Return every line of the listing below that contains the string "jersey", matching case.

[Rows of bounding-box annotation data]
+ + + + + + +
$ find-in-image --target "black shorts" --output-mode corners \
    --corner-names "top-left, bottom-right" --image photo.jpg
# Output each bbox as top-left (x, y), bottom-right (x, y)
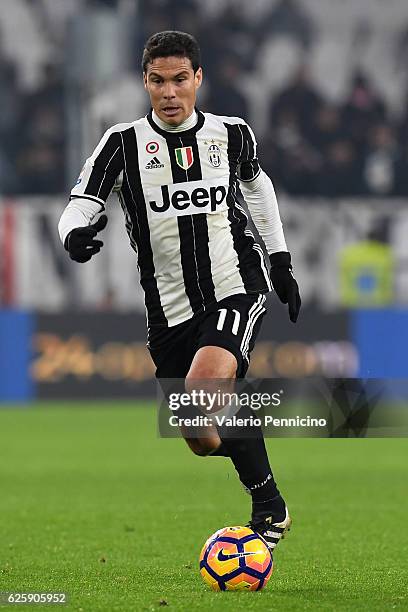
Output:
top-left (147, 293), bottom-right (266, 378)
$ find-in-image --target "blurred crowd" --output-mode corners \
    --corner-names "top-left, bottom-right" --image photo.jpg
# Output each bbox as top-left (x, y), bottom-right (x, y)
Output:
top-left (0, 0), bottom-right (408, 198)
top-left (260, 66), bottom-right (408, 198)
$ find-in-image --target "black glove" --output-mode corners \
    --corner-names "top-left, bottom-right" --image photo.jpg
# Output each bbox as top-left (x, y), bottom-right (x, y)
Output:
top-left (269, 251), bottom-right (301, 323)
top-left (64, 215), bottom-right (108, 263)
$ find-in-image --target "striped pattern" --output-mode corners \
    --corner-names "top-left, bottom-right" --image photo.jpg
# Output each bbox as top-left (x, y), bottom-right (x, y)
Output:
top-left (248, 507), bottom-right (292, 553)
top-left (71, 113), bottom-right (271, 328)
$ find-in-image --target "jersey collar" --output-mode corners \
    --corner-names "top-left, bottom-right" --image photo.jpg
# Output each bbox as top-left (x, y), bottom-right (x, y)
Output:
top-left (146, 108), bottom-right (205, 138)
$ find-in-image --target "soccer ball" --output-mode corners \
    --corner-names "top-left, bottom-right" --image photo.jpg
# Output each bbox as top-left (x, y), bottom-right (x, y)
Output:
top-left (200, 527), bottom-right (273, 591)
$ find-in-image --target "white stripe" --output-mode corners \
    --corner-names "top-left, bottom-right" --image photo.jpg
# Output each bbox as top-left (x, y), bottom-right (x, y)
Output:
top-left (243, 307), bottom-right (266, 360)
top-left (96, 145), bottom-right (122, 197)
top-left (239, 294), bottom-right (265, 354)
top-left (190, 216), bottom-right (205, 310)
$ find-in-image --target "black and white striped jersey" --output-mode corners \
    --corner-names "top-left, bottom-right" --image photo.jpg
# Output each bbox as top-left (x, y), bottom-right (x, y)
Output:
top-left (71, 111), bottom-right (271, 327)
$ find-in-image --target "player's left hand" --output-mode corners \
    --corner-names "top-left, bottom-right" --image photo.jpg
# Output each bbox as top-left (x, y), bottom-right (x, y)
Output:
top-left (269, 251), bottom-right (302, 323)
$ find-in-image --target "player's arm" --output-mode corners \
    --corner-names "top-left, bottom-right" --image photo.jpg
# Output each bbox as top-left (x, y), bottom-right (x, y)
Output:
top-left (58, 128), bottom-right (123, 263)
top-left (237, 125), bottom-right (301, 323)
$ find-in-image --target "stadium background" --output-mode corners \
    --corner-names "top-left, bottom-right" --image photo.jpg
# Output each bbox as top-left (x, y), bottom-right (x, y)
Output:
top-left (0, 0), bottom-right (408, 400)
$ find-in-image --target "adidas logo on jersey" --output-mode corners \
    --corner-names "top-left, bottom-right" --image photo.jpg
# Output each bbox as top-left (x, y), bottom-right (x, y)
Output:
top-left (145, 157), bottom-right (164, 170)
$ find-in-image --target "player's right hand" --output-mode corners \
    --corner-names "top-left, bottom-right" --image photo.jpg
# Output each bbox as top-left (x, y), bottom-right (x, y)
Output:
top-left (64, 215), bottom-right (108, 263)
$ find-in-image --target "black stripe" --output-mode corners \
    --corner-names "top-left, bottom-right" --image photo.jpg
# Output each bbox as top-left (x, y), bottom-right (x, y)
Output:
top-left (224, 123), bottom-right (269, 293)
top-left (239, 124), bottom-right (260, 182)
top-left (166, 133), bottom-right (215, 313)
top-left (84, 132), bottom-right (123, 202)
top-left (69, 194), bottom-right (105, 210)
top-left (121, 127), bottom-right (168, 327)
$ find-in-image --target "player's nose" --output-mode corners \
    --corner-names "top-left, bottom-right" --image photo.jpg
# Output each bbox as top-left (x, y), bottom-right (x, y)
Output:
top-left (163, 83), bottom-right (176, 100)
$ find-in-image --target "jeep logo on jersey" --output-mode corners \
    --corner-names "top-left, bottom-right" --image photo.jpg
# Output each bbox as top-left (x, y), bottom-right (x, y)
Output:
top-left (208, 145), bottom-right (221, 168)
top-left (174, 147), bottom-right (194, 170)
top-left (148, 179), bottom-right (228, 217)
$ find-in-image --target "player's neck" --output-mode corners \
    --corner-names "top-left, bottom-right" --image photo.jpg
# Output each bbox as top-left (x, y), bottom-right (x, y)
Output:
top-left (152, 110), bottom-right (198, 132)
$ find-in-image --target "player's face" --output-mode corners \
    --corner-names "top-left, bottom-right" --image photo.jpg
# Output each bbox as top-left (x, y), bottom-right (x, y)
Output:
top-left (143, 57), bottom-right (202, 125)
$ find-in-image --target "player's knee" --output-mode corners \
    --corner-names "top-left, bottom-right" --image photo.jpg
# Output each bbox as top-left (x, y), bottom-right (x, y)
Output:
top-left (186, 346), bottom-right (237, 386)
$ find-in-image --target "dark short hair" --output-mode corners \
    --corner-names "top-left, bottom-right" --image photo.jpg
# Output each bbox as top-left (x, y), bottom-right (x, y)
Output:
top-left (142, 30), bottom-right (201, 72)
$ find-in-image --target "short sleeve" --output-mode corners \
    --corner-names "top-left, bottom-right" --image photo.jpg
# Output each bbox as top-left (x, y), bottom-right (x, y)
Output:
top-left (237, 123), bottom-right (261, 183)
top-left (70, 128), bottom-right (123, 204)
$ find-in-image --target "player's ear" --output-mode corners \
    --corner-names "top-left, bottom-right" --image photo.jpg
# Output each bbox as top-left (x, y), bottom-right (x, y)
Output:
top-left (194, 66), bottom-right (203, 89)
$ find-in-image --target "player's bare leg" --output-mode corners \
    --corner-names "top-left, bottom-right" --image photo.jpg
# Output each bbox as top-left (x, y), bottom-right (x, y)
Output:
+ + + + + + +
• **Written answer**:
$ find-in-image --target "jersey collar" --output-mode corners \
$ find-in-image --target "black and white striped jersey" --output-mode corners \
$ find-in-image --target "adidas logo on jersey" --output-mode corners \
$ find-in-image --target "jeep logo on jersey" --output-mode corners \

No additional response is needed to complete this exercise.